Verilen görev a
Uludağ kış dağcılığı etkinliği metninde iki noktadan önce gelen alan başlıklarını geçtikleri sırayla yazın.
::: Okunacak metin
2007 ANADOSK-ESDİT ULUDAĞ KIŞ DAĞCILIĞI TEMEL EĞİTİM ETKİNLİĞİ
Tarih : 30.01.2007 - 03.02.2007
Yer : Uludağ / Bursa
Amaçlar : Beş günlük bir faaliyetle temel kış dağcılığı eğitimi
Ekip Lideri : Sedat TELÇEKEN
Katılanlar : -- ANADOSK -- (18)
Sedat TELÇEKEN, Ercan DURAL, Hüseyin DÖNMEZOĞLU, Erdem SOUKSU, Arkın APAK, Bahadır ÇAKAR, İclal YENİLMEZ, Yasemin SCHONGARTH, Kamil ÖZKASAP, Azim Vega İLBAY, Burak AKYOL, Harun ANKAZ, Özgür ÖZYENİCE, Ahmet Siyami GÖKMEN, Rıza ŞİMŞEK, Yeliz ÇINAR, Özge ORTAN, Şükrü GÖRGÜLÜ
-- ES-DİT -- (9)
::::::
::: Görev girdisi
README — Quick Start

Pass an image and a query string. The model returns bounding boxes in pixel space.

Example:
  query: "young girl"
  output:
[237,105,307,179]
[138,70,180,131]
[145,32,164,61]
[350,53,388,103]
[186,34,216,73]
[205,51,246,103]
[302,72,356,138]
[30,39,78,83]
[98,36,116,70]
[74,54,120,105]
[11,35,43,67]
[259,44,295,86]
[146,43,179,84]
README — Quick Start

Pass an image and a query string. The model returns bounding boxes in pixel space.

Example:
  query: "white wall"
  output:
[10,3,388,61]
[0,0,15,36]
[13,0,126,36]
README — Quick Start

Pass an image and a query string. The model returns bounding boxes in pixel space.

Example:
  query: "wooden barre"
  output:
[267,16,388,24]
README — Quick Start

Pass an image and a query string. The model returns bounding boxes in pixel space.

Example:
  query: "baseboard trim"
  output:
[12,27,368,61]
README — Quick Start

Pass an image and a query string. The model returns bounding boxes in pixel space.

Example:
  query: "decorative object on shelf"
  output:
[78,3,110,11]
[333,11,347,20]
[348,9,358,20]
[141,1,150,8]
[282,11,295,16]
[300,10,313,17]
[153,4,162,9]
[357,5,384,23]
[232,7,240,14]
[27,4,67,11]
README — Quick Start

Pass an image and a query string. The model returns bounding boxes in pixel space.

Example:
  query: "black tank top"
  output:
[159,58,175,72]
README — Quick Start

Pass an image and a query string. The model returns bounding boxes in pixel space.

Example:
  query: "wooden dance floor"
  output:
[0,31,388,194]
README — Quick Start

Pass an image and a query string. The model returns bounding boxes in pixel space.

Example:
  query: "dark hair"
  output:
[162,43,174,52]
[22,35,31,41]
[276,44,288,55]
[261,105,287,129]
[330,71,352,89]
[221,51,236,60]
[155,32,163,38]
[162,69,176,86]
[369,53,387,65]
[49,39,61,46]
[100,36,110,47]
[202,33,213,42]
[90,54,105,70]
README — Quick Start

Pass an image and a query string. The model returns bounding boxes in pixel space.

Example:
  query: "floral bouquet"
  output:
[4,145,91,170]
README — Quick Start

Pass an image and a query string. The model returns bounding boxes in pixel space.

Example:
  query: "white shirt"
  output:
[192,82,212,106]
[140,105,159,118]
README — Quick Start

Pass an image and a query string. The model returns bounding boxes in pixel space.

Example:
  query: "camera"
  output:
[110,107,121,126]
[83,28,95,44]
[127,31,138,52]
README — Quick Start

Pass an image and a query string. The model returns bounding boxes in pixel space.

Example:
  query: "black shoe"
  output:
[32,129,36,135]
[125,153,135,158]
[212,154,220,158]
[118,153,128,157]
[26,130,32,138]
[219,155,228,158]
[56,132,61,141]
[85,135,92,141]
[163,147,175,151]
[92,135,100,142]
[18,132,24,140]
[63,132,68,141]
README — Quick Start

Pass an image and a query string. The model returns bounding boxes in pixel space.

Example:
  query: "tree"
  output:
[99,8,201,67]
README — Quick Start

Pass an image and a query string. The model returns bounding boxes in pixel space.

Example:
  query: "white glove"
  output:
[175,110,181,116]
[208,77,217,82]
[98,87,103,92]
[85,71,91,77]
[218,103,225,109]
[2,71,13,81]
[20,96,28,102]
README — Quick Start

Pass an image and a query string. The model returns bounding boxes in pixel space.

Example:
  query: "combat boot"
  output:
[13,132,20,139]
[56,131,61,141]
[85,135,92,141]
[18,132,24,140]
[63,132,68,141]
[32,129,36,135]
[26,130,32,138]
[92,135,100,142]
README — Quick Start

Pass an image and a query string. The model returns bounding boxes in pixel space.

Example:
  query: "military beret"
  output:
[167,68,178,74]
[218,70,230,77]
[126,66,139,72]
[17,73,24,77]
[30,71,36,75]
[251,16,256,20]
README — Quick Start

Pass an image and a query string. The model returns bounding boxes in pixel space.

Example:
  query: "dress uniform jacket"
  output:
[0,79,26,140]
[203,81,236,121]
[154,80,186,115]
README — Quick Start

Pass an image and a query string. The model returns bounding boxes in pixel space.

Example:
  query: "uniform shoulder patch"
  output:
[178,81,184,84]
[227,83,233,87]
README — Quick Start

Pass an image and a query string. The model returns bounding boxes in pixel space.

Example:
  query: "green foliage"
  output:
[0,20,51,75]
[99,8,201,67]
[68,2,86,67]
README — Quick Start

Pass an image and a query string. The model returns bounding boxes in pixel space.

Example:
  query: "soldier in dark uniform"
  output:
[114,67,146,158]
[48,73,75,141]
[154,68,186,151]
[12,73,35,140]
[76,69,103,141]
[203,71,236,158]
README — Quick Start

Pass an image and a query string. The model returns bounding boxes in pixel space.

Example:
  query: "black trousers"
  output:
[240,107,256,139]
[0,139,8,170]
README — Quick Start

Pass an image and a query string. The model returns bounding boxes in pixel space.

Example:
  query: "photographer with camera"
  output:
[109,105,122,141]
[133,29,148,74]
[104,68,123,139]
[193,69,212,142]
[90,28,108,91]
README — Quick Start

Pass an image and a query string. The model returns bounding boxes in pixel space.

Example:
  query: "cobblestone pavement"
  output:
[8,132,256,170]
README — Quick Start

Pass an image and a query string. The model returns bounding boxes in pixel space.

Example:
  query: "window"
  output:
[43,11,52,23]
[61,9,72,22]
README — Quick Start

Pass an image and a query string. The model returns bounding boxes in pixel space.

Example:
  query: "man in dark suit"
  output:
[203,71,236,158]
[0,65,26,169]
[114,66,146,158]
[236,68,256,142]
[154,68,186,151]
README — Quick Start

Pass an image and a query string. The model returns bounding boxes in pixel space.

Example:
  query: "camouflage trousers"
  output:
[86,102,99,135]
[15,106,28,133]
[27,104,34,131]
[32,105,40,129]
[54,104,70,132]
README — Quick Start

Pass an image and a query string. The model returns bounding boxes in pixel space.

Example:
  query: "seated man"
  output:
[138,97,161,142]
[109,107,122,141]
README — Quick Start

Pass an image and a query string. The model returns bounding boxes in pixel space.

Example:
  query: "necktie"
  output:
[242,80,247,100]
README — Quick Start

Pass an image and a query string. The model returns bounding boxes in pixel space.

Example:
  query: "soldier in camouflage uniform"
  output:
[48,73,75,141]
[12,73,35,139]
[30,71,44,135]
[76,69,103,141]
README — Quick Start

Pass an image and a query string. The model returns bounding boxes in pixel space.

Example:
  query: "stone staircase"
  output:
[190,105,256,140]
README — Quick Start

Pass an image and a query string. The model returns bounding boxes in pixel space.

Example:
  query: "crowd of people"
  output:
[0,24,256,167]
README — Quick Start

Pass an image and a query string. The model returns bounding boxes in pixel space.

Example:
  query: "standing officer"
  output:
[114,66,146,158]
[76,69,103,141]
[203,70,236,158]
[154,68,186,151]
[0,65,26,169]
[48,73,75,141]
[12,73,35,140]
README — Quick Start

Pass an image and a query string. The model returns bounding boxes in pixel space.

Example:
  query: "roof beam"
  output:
::::::
Verilen görev b
Kayıtlarda "black" sözcüğünün geçtiği bütün satırları toplayın.

Çözüm a
Tarih, Yer, Amaçlar, Ekip Lideri, Katılanlar

Çözüm b
  query: "black tank top"
  query: "black shoe"
  query: "black trousers"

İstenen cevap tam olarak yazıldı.